╭──

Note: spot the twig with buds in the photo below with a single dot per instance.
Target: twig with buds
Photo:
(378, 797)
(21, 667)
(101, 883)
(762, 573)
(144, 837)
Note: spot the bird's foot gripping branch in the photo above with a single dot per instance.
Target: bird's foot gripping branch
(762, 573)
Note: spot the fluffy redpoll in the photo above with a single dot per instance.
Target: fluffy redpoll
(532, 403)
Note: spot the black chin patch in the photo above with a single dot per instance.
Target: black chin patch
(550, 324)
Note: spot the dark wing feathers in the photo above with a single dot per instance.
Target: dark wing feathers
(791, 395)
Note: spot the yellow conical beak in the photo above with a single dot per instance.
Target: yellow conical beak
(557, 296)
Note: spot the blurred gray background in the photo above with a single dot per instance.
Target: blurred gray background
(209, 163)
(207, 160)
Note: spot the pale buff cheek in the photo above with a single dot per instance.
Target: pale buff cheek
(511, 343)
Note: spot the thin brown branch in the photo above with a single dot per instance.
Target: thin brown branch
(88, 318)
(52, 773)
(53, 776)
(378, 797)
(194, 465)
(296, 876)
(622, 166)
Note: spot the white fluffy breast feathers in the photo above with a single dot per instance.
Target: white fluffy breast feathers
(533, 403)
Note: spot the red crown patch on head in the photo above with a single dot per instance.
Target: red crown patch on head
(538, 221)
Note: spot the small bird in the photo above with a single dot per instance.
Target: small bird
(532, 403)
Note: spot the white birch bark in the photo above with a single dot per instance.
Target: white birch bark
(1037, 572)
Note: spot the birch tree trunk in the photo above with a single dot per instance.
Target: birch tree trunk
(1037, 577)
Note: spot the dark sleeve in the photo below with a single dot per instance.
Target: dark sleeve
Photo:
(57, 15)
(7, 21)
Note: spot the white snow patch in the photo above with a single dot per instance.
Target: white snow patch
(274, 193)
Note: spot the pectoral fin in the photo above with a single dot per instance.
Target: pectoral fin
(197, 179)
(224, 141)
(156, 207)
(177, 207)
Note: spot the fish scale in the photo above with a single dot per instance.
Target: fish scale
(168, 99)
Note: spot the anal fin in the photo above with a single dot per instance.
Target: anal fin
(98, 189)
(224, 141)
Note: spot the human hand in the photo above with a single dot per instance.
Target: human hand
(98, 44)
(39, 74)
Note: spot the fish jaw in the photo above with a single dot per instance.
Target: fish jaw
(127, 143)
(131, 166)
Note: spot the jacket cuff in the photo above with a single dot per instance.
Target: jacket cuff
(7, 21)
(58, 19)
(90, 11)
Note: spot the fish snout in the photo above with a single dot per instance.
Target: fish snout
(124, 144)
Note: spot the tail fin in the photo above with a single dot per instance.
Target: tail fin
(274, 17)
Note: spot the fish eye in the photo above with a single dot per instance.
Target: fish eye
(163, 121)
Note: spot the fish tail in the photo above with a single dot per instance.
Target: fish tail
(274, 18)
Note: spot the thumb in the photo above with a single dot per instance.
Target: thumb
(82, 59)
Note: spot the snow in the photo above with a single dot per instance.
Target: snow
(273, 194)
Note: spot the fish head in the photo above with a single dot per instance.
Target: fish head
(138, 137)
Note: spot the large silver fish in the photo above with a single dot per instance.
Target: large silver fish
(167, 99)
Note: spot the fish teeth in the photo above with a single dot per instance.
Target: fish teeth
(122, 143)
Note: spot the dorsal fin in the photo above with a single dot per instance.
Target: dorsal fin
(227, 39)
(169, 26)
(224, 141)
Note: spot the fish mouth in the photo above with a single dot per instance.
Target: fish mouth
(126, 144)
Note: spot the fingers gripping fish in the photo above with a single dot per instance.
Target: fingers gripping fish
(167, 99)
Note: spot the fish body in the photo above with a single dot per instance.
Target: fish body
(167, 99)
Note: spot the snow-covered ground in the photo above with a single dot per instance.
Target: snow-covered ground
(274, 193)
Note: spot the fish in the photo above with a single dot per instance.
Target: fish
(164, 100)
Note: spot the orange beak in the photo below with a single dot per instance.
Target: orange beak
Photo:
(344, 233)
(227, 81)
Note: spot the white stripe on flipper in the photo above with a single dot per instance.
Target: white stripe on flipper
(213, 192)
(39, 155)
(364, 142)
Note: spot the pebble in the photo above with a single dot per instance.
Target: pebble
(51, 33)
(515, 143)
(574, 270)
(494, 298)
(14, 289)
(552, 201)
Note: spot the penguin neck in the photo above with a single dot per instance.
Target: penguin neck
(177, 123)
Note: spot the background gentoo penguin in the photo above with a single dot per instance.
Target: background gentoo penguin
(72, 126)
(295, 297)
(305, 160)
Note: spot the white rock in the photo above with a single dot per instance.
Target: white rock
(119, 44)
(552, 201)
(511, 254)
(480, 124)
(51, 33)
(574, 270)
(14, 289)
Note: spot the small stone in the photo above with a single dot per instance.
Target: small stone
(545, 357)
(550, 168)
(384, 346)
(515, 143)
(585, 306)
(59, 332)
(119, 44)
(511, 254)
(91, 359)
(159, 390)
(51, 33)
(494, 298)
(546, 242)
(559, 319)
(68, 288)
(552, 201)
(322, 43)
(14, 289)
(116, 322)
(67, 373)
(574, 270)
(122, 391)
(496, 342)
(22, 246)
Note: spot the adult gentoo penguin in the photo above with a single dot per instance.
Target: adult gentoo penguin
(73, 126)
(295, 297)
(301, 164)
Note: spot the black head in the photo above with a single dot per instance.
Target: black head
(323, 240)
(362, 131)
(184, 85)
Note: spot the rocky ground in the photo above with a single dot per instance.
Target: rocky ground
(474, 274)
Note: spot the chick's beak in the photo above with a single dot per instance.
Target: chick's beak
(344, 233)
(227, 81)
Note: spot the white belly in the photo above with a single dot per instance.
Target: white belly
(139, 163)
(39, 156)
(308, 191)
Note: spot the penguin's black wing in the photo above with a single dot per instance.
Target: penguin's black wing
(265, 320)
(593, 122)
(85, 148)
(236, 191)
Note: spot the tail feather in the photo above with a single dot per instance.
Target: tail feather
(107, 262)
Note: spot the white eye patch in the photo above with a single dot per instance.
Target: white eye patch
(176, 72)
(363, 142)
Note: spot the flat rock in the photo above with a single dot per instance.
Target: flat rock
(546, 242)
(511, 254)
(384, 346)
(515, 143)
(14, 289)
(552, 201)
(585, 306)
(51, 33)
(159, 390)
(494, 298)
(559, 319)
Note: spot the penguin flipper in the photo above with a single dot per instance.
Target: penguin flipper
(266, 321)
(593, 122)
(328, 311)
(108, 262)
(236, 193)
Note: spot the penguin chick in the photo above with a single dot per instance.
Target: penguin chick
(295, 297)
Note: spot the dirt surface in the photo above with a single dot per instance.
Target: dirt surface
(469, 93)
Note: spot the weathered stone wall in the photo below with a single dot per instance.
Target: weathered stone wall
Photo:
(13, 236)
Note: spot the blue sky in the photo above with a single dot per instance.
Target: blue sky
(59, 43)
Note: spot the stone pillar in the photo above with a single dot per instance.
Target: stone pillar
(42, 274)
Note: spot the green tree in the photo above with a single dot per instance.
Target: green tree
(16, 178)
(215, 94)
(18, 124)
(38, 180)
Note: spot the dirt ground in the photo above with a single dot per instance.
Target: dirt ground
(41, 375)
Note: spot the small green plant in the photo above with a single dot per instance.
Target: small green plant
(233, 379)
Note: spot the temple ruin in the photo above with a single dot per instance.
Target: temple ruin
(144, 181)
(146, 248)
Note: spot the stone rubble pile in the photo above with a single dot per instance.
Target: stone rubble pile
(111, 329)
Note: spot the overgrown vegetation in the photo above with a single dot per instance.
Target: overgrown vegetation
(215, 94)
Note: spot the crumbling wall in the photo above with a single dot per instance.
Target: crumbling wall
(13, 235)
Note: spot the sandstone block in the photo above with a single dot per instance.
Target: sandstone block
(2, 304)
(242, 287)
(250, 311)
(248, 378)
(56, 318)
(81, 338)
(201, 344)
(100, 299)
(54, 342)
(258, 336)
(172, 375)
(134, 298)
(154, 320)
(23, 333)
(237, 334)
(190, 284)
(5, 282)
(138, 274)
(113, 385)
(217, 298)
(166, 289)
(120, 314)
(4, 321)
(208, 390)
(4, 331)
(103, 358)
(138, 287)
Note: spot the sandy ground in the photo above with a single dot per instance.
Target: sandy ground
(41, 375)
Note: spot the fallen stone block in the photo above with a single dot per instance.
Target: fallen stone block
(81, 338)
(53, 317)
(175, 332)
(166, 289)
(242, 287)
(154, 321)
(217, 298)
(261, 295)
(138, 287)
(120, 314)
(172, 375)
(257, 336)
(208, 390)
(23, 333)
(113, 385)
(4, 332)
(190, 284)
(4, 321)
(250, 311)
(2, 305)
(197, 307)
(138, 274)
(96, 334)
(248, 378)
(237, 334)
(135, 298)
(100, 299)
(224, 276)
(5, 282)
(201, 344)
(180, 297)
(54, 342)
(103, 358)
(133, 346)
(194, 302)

╰──

### ACTIVITY
Your task is to return each line of the data above that contains the string "twig".

### EXERCISE SOLUTION
Note: spot the twig with buds in the photo below with a single dot per instance.
Target: twig with buds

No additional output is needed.